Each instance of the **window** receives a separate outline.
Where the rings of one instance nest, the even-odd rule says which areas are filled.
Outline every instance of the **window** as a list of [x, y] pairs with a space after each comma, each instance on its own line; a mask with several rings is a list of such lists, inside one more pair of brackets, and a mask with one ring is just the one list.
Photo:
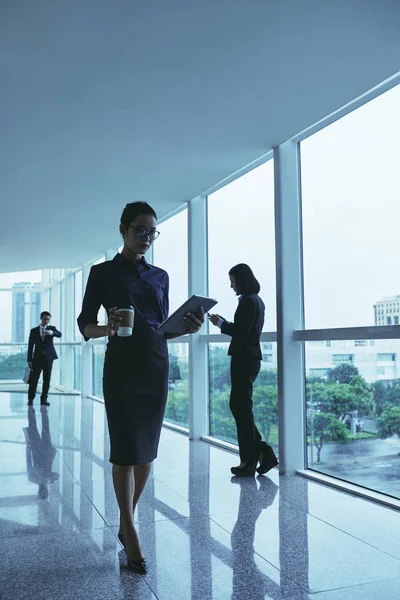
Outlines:
[[[188, 297], [188, 223], [187, 209], [157, 225], [160, 236], [153, 244], [154, 264], [169, 275], [170, 313]], [[165, 420], [189, 426], [189, 347], [169, 343], [169, 388]]]
[[342, 363], [352, 363], [353, 355], [352, 354], [334, 354], [332, 356], [332, 362], [334, 365], [340, 365]]
[[0, 342], [27, 342], [39, 324], [41, 271], [0, 273]]
[[273, 355], [272, 354], [263, 354], [262, 359], [266, 363], [272, 363], [272, 361], [273, 361]]
[[365, 340], [355, 340], [354, 345], [355, 346], [366, 346], [367, 342]]
[[[229, 246], [229, 251], [228, 251]], [[247, 263], [261, 285], [264, 331], [275, 331], [275, 234], [273, 161], [257, 167], [208, 197], [209, 294], [218, 313], [231, 320], [237, 298], [229, 270]], [[211, 333], [218, 333], [213, 326]]]
[[373, 325], [377, 298], [393, 293], [399, 105], [397, 86], [301, 142], [308, 329]]
[[399, 324], [399, 317], [394, 317], [394, 325], [398, 325]]
[[[228, 343], [209, 344], [210, 435], [237, 444], [236, 424], [229, 409], [230, 358]], [[273, 344], [276, 355], [276, 343]], [[278, 445], [278, 382], [273, 367], [262, 366], [254, 383], [254, 418], [263, 439]]]
[[[264, 331], [276, 329], [274, 170], [273, 161], [253, 169], [210, 194], [208, 209], [209, 295], [218, 299], [218, 313], [233, 320], [237, 297], [230, 288], [229, 270], [247, 263], [261, 285], [266, 307]], [[210, 333], [219, 330], [210, 326]], [[262, 345], [263, 346], [263, 345]], [[228, 344], [209, 344], [210, 435], [237, 443], [229, 410], [230, 359]], [[254, 384], [257, 427], [269, 443], [278, 443], [276, 344], [262, 350], [265, 360]]]
[[386, 325], [392, 324], [392, 317], [386, 317]]
[[330, 340], [327, 340], [327, 341], [325, 342], [325, 346], [326, 346], [327, 348], [330, 348], [330, 347], [332, 346], [332, 342], [331, 342]]
[[82, 309], [82, 269], [79, 269], [74, 274], [74, 288], [75, 288], [75, 317], [74, 317], [74, 332], [75, 340], [81, 340], [81, 333], [78, 329], [77, 318]]
[[168, 344], [169, 384], [165, 421], [189, 427], [189, 345]]
[[[400, 386], [396, 363], [388, 360], [395, 358], [397, 349], [400, 351], [400, 340], [375, 342], [382, 353], [357, 348], [351, 364], [334, 364], [329, 370], [325, 369], [327, 350], [315, 342], [304, 344], [307, 466], [400, 498], [393, 460], [384, 460], [393, 456], [397, 443]], [[392, 352], [385, 352], [385, 347]], [[341, 358], [344, 356], [351, 355]], [[380, 362], [381, 357], [385, 362]], [[333, 362], [338, 358], [333, 355]], [[357, 415], [352, 417], [353, 411]]]
[[395, 354], [389, 354], [389, 353], [381, 353], [378, 354], [377, 356], [377, 360], [378, 362], [395, 362], [396, 361], [396, 355]]
[[154, 264], [169, 274], [170, 313], [188, 297], [187, 209], [157, 225], [160, 236], [153, 244]]

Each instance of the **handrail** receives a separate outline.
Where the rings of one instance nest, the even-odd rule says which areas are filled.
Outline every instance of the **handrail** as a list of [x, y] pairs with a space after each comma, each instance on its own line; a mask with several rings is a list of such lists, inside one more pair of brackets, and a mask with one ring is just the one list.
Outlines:
[[394, 340], [400, 339], [400, 325], [295, 329], [293, 331], [293, 339], [296, 342], [324, 342], [326, 340]]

-=-=-

From start to finish, output the listing exactly, but omit its pictures.

Each instance of the **window** receives a separate outline.
Where the rings of one instance nest, the even-odd rule says which areas are filled.
Outline every instance of the **window** as a list of [x, y] pairs with a space after each comma, each instance on its own line; a mask with several rings is a list of such lists, inside one more pair of brackets, and a mask with one ring is just the one list.
Photo:
Outlines:
[[[188, 297], [188, 223], [187, 209], [157, 225], [160, 236], [153, 244], [154, 264], [169, 275], [170, 313]], [[165, 420], [189, 426], [189, 347], [169, 343], [169, 388]]]
[[342, 363], [352, 363], [353, 355], [352, 354], [334, 354], [332, 356], [332, 362], [334, 365], [340, 365]]
[[0, 342], [27, 342], [39, 324], [41, 271], [0, 273]]
[[273, 355], [272, 354], [263, 354], [262, 359], [266, 363], [272, 363], [272, 361], [273, 361]]
[[365, 340], [355, 340], [354, 345], [355, 346], [366, 346], [367, 342]]
[[[229, 246], [229, 251], [228, 251]], [[247, 263], [261, 285], [264, 331], [275, 331], [275, 234], [273, 161], [257, 167], [208, 197], [209, 294], [218, 313], [231, 320], [237, 298], [229, 270]], [[211, 333], [218, 333], [213, 326]]]
[[373, 325], [377, 298], [393, 293], [399, 105], [397, 86], [301, 142], [308, 329]]
[[399, 324], [399, 317], [394, 317], [394, 325], [398, 325]]
[[[228, 343], [209, 344], [210, 435], [237, 444], [236, 424], [229, 409], [230, 358]], [[273, 344], [276, 355], [276, 343]], [[278, 445], [278, 382], [273, 367], [262, 366], [254, 383], [254, 418], [263, 439]]]
[[[264, 331], [276, 329], [274, 170], [273, 161], [253, 169], [210, 194], [208, 209], [209, 295], [218, 299], [218, 313], [233, 320], [237, 297], [230, 288], [229, 270], [247, 263], [261, 285], [266, 307]], [[210, 333], [219, 330], [210, 326]], [[262, 345], [263, 346], [263, 345]], [[228, 344], [209, 344], [210, 435], [237, 443], [229, 410], [230, 359]], [[254, 384], [257, 427], [269, 443], [278, 443], [276, 344], [262, 350], [265, 360]]]
[[386, 325], [392, 324], [392, 317], [386, 317]]
[[330, 340], [327, 340], [327, 341], [325, 342], [325, 346], [326, 346], [327, 348], [330, 348], [330, 347], [332, 346], [332, 342], [331, 342]]
[[82, 309], [82, 269], [79, 269], [74, 274], [74, 288], [75, 288], [75, 317], [74, 317], [74, 332], [75, 340], [81, 340], [81, 333], [78, 329], [77, 318]]
[[168, 344], [169, 384], [165, 421], [189, 427], [189, 345]]
[[[400, 386], [396, 363], [388, 360], [395, 358], [397, 349], [400, 351], [400, 340], [375, 342], [382, 353], [357, 348], [351, 364], [334, 364], [329, 370], [325, 369], [327, 350], [315, 342], [304, 344], [307, 466], [400, 498], [393, 460], [384, 460], [393, 456], [397, 443]], [[392, 352], [385, 352], [385, 347]], [[341, 358], [344, 356], [351, 355]], [[380, 362], [381, 357], [385, 362]], [[333, 362], [338, 358], [333, 355]], [[357, 415], [352, 417], [353, 411]]]
[[395, 354], [389, 354], [389, 353], [381, 353], [378, 354], [377, 356], [377, 360], [378, 362], [395, 362], [396, 361], [396, 355]]
[[154, 264], [169, 274], [170, 313], [188, 297], [187, 209], [157, 225], [160, 236], [153, 244]]

Each instance of the **handrail** receives a separate outline.
Where the rings of one instance nest, the even-odd rule says which areas are filled.
Outline every instance of the **handrail** as a list of [x, y] pairs with a space after each comma, each instance on its own line; a mask with several rings is a list of such lists, inside one more pair of brackets, and a mask with one ring is just the one list.
Outlines:
[[394, 340], [400, 339], [400, 325], [295, 329], [293, 331], [293, 339], [296, 342], [324, 342], [326, 340]]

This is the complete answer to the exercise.